*Extracted material:*

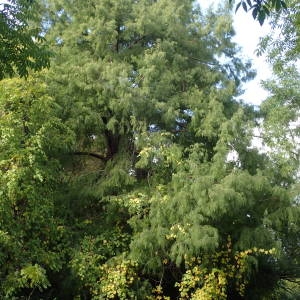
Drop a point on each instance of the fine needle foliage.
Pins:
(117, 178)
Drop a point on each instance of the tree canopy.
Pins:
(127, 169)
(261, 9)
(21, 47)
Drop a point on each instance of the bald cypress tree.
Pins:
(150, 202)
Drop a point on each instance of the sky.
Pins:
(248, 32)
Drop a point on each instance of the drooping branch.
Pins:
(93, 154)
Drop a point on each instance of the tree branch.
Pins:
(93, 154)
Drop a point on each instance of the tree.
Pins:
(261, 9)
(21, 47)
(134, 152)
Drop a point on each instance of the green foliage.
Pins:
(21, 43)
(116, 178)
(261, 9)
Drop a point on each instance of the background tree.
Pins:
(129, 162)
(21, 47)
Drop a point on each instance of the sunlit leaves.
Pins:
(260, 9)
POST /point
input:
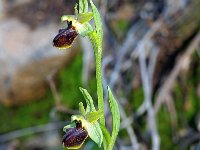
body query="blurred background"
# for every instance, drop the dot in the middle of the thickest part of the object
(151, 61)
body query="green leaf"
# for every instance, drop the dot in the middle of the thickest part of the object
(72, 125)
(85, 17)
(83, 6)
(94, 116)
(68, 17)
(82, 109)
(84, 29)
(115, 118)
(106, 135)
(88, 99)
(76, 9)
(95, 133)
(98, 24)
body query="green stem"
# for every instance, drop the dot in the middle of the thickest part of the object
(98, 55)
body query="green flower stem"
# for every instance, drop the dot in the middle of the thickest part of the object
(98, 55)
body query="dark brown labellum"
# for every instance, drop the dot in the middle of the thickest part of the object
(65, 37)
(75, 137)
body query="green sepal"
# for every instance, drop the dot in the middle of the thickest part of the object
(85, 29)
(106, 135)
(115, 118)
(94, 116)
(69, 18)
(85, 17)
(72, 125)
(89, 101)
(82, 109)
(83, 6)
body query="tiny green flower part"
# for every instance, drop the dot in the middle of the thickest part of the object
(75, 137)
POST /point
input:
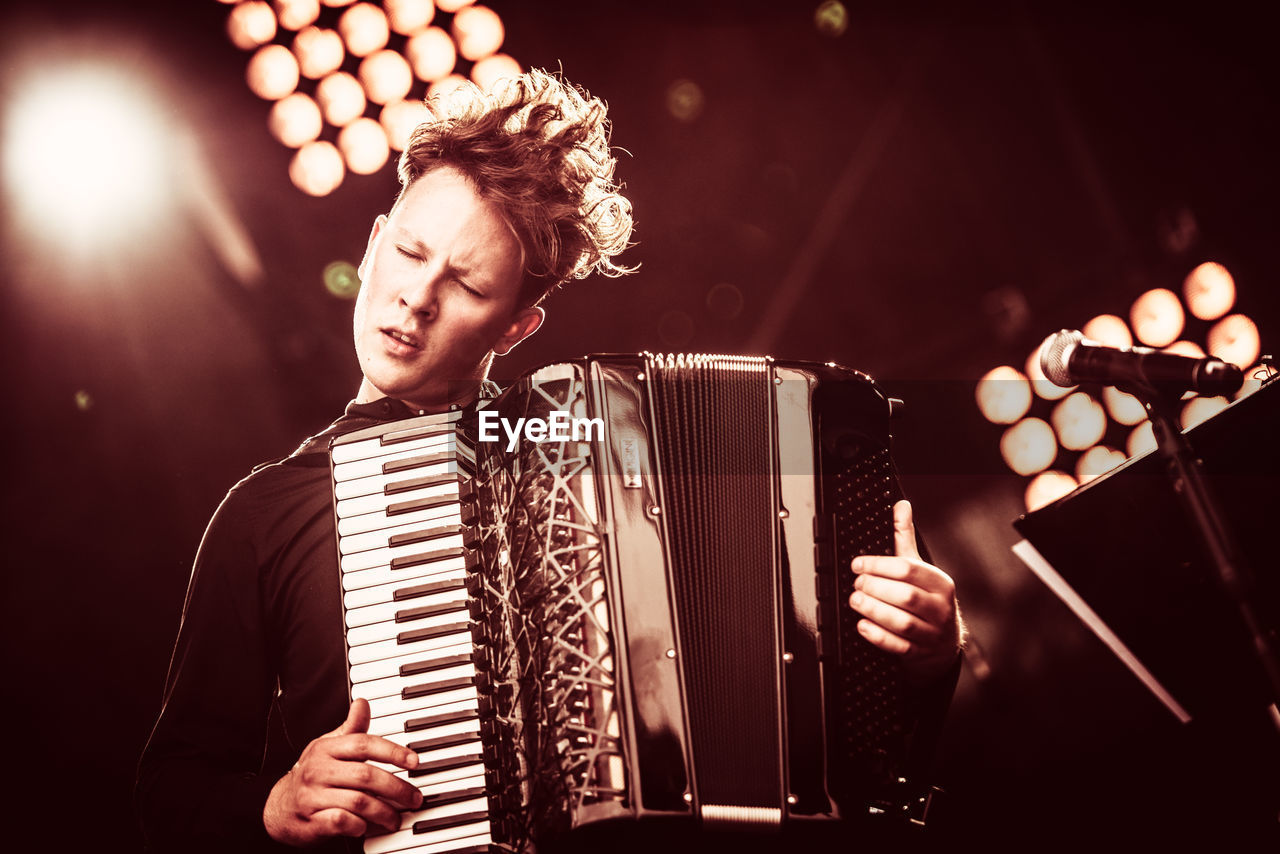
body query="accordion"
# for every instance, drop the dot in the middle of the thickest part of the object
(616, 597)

...

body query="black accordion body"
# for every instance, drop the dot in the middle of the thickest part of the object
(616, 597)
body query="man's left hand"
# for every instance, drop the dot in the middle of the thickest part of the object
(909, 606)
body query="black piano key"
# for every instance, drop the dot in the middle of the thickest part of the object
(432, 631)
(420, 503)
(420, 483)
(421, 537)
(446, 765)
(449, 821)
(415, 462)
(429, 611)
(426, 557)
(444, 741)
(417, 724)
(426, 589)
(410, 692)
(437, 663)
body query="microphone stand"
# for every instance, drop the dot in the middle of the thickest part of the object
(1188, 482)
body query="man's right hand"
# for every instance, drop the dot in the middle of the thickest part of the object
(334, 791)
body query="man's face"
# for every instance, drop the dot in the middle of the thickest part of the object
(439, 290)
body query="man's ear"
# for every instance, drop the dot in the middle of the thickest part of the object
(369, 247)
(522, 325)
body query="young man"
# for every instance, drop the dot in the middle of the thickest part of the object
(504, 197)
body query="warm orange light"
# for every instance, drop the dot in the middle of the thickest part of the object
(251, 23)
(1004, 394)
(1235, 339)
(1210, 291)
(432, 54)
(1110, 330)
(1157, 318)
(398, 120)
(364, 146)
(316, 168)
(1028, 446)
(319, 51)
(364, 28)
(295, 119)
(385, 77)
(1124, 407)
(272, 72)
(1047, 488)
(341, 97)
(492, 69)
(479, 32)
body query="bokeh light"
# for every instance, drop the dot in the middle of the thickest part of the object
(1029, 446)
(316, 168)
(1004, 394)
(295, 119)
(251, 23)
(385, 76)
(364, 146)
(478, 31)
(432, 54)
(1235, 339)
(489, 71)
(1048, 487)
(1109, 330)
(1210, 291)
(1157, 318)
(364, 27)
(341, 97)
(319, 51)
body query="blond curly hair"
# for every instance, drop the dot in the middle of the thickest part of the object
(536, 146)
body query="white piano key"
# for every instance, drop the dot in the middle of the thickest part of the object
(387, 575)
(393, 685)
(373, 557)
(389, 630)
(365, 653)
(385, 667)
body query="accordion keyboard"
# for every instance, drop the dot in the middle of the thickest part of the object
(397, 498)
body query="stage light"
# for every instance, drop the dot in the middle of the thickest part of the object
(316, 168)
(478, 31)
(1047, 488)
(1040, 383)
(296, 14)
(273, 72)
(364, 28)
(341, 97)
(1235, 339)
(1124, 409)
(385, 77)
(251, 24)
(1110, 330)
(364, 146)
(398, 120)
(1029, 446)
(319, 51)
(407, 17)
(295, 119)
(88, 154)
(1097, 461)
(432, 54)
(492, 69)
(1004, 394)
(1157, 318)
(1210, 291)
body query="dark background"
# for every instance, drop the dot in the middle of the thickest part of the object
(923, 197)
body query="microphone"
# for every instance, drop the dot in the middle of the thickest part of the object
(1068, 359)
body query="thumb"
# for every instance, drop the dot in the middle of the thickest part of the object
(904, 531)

==

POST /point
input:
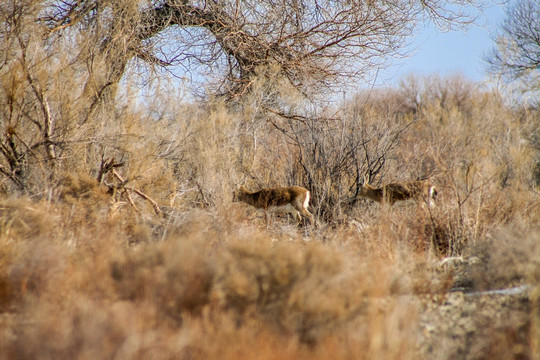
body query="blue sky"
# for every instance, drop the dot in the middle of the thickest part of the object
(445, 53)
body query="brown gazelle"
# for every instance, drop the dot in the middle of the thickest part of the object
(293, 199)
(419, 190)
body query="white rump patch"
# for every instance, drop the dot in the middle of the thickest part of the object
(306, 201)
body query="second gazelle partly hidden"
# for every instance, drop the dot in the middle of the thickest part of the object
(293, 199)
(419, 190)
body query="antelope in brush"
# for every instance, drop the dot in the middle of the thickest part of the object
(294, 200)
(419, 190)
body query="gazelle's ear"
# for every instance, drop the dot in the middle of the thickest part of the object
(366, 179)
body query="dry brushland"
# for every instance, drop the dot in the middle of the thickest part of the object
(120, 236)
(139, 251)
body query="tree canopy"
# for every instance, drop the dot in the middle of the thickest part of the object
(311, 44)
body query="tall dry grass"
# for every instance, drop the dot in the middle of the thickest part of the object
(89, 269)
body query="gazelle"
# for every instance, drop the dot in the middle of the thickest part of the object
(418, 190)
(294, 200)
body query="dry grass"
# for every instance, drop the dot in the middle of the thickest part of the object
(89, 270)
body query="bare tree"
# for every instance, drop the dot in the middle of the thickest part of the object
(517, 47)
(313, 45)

*Short exercise:* Please filter the lines above and copy every one that contains the string "grass". Case counts, so keep only lines where the capitalization matches.

*Response to the exercise:*
body query="tall dry grass"
body query="dry grass"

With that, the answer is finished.